+++ RECORDS FOR PROCESSING

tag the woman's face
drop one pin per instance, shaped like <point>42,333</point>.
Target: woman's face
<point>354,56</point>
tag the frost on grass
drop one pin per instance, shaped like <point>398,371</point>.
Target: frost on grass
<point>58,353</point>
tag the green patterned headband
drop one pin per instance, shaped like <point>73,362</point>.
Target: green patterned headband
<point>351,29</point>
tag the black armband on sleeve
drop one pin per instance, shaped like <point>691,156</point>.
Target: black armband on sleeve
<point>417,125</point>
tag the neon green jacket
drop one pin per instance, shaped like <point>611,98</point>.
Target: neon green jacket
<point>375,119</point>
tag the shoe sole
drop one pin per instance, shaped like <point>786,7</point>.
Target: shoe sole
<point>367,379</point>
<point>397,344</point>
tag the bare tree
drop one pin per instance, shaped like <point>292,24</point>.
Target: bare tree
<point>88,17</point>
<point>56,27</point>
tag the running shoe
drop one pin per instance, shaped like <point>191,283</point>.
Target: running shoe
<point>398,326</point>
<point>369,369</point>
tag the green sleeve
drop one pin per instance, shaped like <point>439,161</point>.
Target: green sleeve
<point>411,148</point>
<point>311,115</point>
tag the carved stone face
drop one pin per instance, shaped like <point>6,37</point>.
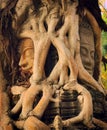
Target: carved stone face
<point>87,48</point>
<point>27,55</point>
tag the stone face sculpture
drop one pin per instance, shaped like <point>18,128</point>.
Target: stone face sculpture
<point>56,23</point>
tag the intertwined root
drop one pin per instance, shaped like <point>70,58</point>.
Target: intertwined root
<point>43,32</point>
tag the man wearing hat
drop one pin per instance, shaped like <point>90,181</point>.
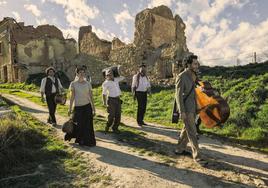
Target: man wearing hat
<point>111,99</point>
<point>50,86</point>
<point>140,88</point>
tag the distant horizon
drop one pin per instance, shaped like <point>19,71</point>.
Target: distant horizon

++++++
+++ RECORDS FOR PROCESSING

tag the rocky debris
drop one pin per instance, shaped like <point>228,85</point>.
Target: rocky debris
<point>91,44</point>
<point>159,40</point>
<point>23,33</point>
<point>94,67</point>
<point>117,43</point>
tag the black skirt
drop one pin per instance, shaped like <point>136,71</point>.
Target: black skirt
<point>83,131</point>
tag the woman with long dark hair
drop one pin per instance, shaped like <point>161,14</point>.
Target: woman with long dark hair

++++++

**EXERCISE BRIEF**.
Once you have counted the lines above that hold the word "hair", report only that total.

**EXERCISE ANSWER**.
2